Word for word, transcribe the lines from the one containing "Mark every instance of the carpet" through the end of the entries, both included, and nothing else.

Entries from a dataset:
[BEGIN]

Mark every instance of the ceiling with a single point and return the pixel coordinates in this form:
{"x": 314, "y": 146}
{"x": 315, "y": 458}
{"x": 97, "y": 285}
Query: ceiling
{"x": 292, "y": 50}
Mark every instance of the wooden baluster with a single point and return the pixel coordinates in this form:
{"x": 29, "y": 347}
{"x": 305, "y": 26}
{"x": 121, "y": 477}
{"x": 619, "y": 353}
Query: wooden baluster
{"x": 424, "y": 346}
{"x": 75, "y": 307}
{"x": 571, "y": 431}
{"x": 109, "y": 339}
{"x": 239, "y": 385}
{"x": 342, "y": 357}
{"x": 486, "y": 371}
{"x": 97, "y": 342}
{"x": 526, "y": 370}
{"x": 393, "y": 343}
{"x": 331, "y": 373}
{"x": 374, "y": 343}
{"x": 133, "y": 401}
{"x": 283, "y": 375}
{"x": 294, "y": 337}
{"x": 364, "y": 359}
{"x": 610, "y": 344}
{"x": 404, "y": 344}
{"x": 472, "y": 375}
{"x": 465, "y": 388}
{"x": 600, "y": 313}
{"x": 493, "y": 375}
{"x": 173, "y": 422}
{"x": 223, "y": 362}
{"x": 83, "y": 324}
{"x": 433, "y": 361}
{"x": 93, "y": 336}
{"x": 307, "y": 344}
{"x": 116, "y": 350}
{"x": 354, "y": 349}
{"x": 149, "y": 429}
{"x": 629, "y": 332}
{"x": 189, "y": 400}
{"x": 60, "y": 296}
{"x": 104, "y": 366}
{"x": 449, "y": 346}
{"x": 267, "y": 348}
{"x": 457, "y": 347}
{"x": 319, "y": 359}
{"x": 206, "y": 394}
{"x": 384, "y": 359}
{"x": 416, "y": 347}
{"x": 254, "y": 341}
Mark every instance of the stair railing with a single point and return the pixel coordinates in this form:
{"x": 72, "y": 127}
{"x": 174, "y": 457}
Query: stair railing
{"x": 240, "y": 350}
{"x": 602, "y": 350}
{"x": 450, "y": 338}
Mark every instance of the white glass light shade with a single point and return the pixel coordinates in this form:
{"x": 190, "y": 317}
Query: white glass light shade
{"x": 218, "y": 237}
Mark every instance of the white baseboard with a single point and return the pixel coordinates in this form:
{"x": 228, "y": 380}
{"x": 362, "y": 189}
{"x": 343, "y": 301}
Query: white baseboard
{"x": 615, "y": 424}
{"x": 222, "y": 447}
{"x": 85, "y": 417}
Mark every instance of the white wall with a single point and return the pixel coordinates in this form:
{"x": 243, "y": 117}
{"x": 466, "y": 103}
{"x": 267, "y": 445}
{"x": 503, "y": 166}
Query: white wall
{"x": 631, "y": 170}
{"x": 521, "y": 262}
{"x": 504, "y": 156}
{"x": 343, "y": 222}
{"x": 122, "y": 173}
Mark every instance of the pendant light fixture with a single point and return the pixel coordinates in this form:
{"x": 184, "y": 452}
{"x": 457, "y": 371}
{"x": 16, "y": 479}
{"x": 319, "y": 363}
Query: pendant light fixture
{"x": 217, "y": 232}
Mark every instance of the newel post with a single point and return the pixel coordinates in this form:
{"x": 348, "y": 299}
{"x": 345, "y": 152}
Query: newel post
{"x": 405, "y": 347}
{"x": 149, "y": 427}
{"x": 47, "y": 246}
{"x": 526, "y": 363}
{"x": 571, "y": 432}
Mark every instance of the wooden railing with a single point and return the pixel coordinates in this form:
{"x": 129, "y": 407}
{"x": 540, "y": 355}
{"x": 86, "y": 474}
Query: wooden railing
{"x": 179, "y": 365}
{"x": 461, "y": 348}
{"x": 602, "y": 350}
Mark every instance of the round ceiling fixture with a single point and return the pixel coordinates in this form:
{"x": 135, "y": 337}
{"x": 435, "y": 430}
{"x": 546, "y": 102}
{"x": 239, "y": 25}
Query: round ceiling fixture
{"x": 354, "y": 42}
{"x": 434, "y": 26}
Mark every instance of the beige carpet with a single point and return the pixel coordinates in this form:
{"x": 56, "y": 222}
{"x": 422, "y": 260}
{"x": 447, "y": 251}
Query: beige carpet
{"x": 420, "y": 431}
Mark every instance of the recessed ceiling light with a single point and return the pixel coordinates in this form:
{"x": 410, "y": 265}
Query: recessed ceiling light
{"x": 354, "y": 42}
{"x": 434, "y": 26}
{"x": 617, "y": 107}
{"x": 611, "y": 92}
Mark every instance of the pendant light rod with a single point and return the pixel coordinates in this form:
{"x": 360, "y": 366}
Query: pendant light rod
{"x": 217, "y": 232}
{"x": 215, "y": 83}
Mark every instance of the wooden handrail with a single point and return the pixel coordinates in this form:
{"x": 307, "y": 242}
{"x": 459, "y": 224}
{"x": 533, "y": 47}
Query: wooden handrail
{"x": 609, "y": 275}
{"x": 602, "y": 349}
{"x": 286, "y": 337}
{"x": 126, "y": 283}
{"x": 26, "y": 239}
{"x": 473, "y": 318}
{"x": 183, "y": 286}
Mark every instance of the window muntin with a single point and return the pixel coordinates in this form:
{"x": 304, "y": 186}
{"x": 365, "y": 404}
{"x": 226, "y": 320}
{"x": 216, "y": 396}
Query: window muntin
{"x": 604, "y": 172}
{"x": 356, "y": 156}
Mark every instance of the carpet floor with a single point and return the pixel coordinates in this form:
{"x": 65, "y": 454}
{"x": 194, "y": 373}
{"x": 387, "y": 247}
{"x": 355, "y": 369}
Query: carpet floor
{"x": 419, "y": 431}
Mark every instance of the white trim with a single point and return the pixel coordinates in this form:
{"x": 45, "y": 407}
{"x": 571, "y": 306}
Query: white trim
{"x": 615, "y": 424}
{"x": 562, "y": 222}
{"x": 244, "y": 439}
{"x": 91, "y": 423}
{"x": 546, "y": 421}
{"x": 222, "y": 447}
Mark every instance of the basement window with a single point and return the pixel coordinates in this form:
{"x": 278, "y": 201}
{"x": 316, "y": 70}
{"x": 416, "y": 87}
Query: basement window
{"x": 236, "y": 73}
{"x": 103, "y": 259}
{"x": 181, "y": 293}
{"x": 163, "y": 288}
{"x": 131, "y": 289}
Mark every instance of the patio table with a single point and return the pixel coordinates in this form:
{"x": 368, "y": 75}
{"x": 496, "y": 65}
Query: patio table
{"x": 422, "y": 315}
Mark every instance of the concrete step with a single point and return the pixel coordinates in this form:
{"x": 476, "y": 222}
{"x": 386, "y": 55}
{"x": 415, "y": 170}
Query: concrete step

[END]

**PROBLEM SOLUTION:**
Mark every instance of the carpet floor with a single point and return the pixel coordinates in this form:
{"x": 65, "y": 454}
{"x": 194, "y": 373}
{"x": 387, "y": 247}
{"x": 355, "y": 369}
Query: carpet floor
{"x": 419, "y": 431}
Mark every instance of the white trim with a single point and return the pixel coordinates in this form:
{"x": 45, "y": 407}
{"x": 571, "y": 306}
Query: white trim
{"x": 615, "y": 424}
{"x": 562, "y": 222}
{"x": 244, "y": 439}
{"x": 91, "y": 423}
{"x": 546, "y": 421}
{"x": 222, "y": 447}
Mark every instance of the basement window with a single point and return the pixel coordinates in this form:
{"x": 278, "y": 201}
{"x": 316, "y": 70}
{"x": 416, "y": 87}
Query: basement window
{"x": 236, "y": 73}
{"x": 103, "y": 259}
{"x": 181, "y": 293}
{"x": 163, "y": 288}
{"x": 131, "y": 289}
Mark every instance of the patio table with a single point and return the pixel coordinates in this form:
{"x": 368, "y": 75}
{"x": 496, "y": 65}
Query: patio table
{"x": 422, "y": 315}
Mark every instance of the concrete step with a single point and return the pixel coordinates in this form:
{"x": 476, "y": 222}
{"x": 386, "y": 55}
{"x": 415, "y": 170}
Query: concrete step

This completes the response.